THE TASK → Quote every entry below verbatim, and leave the images out of your reply.
##### DATA ROWS #####
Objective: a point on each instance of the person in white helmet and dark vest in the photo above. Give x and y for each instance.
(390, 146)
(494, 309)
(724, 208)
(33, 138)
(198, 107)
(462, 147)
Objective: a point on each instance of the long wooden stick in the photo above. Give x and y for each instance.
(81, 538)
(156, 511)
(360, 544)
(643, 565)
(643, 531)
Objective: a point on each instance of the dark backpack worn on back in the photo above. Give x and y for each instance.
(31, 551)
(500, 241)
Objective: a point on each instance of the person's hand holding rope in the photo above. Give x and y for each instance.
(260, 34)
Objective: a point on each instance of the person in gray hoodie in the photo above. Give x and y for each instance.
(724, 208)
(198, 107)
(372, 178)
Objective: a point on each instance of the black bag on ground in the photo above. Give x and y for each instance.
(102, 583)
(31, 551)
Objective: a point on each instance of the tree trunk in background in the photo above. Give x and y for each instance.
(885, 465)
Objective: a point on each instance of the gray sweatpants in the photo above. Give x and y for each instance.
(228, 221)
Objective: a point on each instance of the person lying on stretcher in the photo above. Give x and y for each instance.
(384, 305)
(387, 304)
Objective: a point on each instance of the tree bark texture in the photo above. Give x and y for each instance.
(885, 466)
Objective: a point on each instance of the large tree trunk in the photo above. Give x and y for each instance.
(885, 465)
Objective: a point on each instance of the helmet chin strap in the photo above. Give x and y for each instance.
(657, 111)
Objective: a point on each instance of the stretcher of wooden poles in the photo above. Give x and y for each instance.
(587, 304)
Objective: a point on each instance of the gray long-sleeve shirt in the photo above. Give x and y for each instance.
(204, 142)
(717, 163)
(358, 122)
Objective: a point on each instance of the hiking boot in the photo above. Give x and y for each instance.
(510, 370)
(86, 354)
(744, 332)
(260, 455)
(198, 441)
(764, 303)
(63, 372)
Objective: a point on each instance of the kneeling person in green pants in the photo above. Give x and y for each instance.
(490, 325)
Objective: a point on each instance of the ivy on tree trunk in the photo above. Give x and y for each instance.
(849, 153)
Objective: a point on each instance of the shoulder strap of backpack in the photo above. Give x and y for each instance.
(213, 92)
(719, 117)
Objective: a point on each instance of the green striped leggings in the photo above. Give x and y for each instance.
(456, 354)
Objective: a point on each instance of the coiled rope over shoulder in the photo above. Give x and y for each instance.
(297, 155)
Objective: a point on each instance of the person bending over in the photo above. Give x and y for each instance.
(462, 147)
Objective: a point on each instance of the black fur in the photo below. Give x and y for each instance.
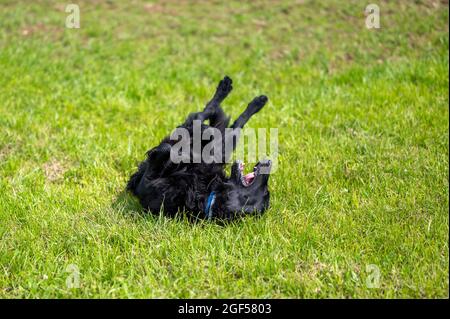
(163, 185)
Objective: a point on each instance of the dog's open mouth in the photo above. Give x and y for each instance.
(249, 178)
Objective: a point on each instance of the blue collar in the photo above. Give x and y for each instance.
(209, 203)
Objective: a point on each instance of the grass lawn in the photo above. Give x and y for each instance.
(359, 201)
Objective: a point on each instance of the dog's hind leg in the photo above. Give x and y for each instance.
(212, 110)
(231, 137)
(253, 107)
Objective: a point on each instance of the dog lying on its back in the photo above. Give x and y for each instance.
(203, 188)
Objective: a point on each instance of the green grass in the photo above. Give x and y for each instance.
(363, 142)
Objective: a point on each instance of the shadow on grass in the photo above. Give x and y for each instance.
(126, 204)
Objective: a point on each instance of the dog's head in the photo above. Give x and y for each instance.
(243, 194)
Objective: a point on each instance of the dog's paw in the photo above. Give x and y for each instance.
(225, 86)
(257, 104)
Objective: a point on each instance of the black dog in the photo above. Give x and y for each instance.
(202, 188)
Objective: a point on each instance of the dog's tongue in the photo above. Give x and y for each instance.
(249, 177)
#####
TASK ANSWER →
Objective: a point on each instance of the person in white helmet and dark vest in the photo above. Give x and y for each instance.
(390, 146)
(494, 309)
(724, 208)
(33, 138)
(198, 107)
(462, 147)
Objective: a point on each instance of the long wooden stick in the photo above. Give x and y for each instance.
(81, 538)
(156, 511)
(360, 544)
(643, 565)
(643, 531)
Objective: a point on each instance of the dark backpack worn on back in the photo above. Give x and y for each instance.
(31, 551)
(500, 241)
Objective: a point on each instance of the person's hand holding rope in the photo above. Give x and y for each instance.
(260, 34)
Objective: a point on each instance of the person in gray hoodie in the photo above. Give x and y for each instance.
(724, 208)
(198, 107)
(372, 178)
Objective: a point on each instance of the black bag on ground in the photo above. Give x and y for each instance.
(102, 583)
(31, 551)
Objective: a point on each instance of the tree trunk in background in the photo above. Give x and y for each instance.
(885, 465)
Objective: a point on each instance of the gray sweatpants in the photo above. Give x and y for each instance.
(228, 221)
Objective: a point on each instance of the person lying on stretcher in the photo above. Give x and y for each instance.
(384, 305)
(387, 304)
Objective: a point on each instance of the tree bark texture in the photo above. Give x and y for each instance.
(885, 466)
Objective: a point on each instance of the large tree trunk in the photo above. Give x and y for each instance.
(885, 465)
Objective: a point on each instance of the helmet chin strap in the photo above. Give x and y for each instance.
(657, 111)
Objective: a point on each instance of the stretcher of wooden poles in the photo above. Give x and y for each instance.
(587, 304)
Objective: a point on each instance of the gray long-sleeve shirt in the photo above. Give x and y for each instance.
(204, 142)
(717, 163)
(358, 122)
Objective: a point on each instance of the hiking boot in the photo above. Give x and y for each instance.
(510, 370)
(86, 354)
(744, 332)
(260, 455)
(198, 441)
(764, 303)
(63, 372)
Objective: a point on each instance of the kneeling person in green pants in the photo above. Give x and y for each instance.
(490, 325)
Objective: a point on each instance of the ivy on tree trunk in the photo above. Give x and y for each instance.
(849, 153)
Objective: a point on each instance of the shoulder strap of backpack in the photo above. Give x and y for each instance.
(213, 92)
(719, 117)
Objective: a point on each instance of the green striped leggings in the photo above. Give x and y for each instance.
(456, 354)
Objective: a point on each instance of the coiled rope over shoulder in the photo above. Give x and y for each instance.
(297, 155)
Objective: a point on each instance of the person bending over in the photo above. Give x and y for each instance.
(462, 147)
Objective: a point on each instance of the black fur in the photo below. Give x and y for each instance.
(163, 185)
Objective: a point on each instance of the dog's open mouth in the photo above. Give x and y for each instance.
(249, 178)
Objective: a point on each instance of the blue collar in the photo above. Give x and y for each instance.
(209, 203)
Objective: a point on each instance of the grass lawn in the photo above. Give x and y for each instance.
(359, 201)
Objective: a point on each instance of the dog's hind leg in the photo above. Give x and y for each instance.
(212, 110)
(231, 137)
(253, 107)
Objective: a point on each instance of the dog lying on its back in the photo above. Give x and y for each instance.
(203, 188)
Objective: a point on each instance of the green grass in the photo above. Give x and y for each instance.
(363, 142)
Objective: a point on each instance of the shadow on grass in the photo above. Give x and y for each instance.
(126, 204)
Objective: a point on each instance of the dog's head in the photo above. Give x and y for each instance.
(243, 194)
Objective: a point on each instance of the dog's paw in the photo above. Give x and y for each instance.
(225, 86)
(257, 104)
Objective: a point on each instance of the black dog in the photo above. Give x and y for each instance.
(202, 188)
Objective: a point on each instance of the dog's tongue in the photo above. Give x and y for each instance.
(249, 177)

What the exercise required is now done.